• Exercise description
Below are records; output exactly the lines from the one with "every green grass" through their final line.

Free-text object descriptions
###

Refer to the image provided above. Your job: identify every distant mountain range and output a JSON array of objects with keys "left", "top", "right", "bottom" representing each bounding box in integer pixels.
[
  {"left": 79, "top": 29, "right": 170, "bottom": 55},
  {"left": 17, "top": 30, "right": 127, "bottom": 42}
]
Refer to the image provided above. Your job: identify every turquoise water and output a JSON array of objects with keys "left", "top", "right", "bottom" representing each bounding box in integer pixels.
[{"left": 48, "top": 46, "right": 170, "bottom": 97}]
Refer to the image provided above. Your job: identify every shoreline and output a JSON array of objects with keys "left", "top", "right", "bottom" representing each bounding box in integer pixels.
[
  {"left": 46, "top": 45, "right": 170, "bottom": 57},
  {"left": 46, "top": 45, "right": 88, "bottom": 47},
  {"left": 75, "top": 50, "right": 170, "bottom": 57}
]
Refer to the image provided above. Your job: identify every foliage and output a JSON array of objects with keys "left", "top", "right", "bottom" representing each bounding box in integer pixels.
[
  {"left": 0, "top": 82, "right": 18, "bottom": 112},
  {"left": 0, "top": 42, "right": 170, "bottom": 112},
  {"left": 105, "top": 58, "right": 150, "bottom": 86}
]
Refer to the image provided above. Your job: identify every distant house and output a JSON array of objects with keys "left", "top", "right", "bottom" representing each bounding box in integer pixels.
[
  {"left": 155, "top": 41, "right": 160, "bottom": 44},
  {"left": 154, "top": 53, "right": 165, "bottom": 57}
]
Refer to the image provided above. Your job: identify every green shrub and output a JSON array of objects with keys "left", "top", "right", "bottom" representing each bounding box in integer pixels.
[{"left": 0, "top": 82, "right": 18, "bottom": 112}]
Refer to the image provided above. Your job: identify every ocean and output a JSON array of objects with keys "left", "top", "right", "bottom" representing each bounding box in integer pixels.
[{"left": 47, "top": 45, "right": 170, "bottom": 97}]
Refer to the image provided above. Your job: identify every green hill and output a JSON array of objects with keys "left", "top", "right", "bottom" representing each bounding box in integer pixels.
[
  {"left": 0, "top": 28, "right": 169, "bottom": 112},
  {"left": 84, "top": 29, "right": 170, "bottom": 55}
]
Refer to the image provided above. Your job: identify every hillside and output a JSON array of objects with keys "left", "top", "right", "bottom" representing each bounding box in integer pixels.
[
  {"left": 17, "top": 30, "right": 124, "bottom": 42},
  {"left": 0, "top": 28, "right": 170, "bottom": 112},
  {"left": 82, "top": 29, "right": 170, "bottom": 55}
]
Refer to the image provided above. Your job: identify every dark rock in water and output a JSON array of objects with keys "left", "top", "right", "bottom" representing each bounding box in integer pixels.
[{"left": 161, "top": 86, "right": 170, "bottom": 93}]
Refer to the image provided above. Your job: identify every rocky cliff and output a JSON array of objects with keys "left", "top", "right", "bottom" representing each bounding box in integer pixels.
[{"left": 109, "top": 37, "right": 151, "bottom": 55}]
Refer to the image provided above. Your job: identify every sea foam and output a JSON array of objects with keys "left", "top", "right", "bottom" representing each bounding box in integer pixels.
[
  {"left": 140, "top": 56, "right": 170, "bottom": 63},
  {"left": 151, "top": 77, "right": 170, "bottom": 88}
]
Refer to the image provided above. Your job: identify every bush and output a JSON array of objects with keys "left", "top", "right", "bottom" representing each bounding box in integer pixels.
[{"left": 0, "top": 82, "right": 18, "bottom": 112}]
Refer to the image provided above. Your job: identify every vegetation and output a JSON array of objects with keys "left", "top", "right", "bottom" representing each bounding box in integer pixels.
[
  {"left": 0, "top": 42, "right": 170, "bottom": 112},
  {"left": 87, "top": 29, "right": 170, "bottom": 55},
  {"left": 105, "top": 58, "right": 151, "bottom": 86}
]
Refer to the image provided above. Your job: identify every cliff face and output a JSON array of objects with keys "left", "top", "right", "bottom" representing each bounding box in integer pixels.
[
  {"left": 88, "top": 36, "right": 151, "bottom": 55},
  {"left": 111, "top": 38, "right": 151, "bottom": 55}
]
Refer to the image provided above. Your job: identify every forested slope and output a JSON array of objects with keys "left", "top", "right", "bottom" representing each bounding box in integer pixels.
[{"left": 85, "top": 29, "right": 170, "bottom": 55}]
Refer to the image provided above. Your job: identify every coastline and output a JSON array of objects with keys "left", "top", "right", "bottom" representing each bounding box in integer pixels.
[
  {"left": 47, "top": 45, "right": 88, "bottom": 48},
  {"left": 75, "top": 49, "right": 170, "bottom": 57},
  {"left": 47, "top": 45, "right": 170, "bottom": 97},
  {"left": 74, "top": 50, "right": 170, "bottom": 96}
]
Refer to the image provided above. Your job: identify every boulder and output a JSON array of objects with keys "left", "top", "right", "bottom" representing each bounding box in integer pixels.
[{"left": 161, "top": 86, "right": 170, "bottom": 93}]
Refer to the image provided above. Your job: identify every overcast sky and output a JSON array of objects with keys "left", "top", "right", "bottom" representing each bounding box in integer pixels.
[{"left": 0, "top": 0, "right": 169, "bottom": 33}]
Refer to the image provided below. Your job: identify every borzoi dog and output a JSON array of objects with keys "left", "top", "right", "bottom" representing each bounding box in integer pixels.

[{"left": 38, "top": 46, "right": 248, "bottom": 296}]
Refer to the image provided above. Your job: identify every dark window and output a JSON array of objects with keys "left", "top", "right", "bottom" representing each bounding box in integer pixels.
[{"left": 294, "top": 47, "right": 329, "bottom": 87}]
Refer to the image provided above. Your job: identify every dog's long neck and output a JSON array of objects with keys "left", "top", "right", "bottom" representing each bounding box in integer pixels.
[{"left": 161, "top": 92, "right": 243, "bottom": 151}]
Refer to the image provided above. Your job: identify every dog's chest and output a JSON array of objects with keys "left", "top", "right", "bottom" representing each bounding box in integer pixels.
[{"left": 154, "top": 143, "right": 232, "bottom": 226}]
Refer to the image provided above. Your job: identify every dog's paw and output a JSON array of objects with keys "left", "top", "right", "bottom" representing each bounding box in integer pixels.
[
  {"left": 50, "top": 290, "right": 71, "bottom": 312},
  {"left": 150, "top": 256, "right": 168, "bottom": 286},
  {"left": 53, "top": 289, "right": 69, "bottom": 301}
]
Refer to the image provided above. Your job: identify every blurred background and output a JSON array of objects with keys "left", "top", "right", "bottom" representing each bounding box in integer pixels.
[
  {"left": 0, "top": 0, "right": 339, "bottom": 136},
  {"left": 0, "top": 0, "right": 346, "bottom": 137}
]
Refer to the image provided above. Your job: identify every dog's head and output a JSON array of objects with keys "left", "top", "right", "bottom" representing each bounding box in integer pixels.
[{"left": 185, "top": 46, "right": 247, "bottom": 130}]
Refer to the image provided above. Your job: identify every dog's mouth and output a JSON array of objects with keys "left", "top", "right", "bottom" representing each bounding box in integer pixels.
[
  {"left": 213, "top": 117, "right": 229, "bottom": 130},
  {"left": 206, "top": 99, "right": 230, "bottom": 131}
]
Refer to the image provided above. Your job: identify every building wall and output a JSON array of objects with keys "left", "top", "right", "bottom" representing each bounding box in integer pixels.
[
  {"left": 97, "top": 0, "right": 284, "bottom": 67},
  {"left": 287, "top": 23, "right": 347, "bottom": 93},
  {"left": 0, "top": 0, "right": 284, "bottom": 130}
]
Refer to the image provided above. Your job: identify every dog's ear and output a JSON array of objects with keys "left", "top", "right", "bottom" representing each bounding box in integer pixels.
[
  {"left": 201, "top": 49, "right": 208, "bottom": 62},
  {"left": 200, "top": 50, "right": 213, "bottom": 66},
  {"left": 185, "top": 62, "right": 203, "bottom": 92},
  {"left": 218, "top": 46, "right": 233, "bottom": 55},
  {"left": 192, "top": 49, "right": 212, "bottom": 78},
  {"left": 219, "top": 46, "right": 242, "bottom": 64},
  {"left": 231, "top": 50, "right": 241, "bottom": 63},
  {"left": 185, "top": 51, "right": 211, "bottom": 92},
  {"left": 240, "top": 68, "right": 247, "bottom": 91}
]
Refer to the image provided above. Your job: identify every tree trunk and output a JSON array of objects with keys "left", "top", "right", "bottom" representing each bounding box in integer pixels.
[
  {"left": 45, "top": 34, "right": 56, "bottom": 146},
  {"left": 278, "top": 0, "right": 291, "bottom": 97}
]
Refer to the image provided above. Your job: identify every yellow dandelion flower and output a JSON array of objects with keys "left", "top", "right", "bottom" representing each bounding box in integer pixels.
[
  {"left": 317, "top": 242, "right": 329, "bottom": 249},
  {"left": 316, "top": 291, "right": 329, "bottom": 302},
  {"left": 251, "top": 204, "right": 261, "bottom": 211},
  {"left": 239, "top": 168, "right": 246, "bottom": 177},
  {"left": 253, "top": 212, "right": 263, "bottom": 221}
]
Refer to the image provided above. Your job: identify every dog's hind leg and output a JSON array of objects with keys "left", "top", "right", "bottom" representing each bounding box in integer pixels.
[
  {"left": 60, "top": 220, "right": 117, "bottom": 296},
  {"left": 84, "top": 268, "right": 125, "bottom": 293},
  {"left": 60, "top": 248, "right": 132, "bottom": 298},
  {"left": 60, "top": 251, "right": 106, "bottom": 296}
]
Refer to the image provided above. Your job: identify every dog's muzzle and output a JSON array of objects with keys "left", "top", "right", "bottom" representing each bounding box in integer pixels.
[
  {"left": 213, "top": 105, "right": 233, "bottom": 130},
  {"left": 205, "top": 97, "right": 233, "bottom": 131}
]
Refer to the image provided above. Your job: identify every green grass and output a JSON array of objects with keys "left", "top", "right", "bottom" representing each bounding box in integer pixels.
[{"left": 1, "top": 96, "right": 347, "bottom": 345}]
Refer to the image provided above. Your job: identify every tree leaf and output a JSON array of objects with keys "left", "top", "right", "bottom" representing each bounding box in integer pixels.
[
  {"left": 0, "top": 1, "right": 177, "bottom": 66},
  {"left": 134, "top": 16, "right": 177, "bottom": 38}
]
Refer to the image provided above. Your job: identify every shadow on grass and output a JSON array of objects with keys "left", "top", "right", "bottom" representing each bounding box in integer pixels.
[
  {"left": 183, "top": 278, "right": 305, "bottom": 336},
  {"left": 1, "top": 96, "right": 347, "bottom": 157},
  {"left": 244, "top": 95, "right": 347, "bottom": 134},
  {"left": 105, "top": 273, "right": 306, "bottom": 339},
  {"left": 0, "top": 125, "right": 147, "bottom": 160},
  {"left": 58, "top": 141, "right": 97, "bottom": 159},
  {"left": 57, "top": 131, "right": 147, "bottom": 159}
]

###

• Answer box
Refer to the image provided above. Your job: identify every green grass and output a JSON array of objects with keys "left", "top", "right", "bottom" representing each bounding box in integer pixels.
[{"left": 1, "top": 96, "right": 347, "bottom": 345}]
Refer to the image provided above. Your job: identify every tree leaf and output a JSON array of objects with keys "left", "top", "right", "bottom" representing each bounding box in integer pixels.
[
  {"left": 0, "top": 1, "right": 177, "bottom": 66},
  {"left": 134, "top": 16, "right": 177, "bottom": 38}
]
Refer to the image provided above. Your job: identify every shadow on grass and output a JSON array of objects with keys "left", "top", "right", "bottom" representing each bounding box in integer pixels.
[
  {"left": 183, "top": 278, "right": 305, "bottom": 336},
  {"left": 1, "top": 96, "right": 347, "bottom": 157},
  {"left": 244, "top": 95, "right": 347, "bottom": 134},
  {"left": 105, "top": 273, "right": 306, "bottom": 339},
  {"left": 0, "top": 125, "right": 147, "bottom": 160},
  {"left": 58, "top": 141, "right": 97, "bottom": 159},
  {"left": 57, "top": 131, "right": 147, "bottom": 159}
]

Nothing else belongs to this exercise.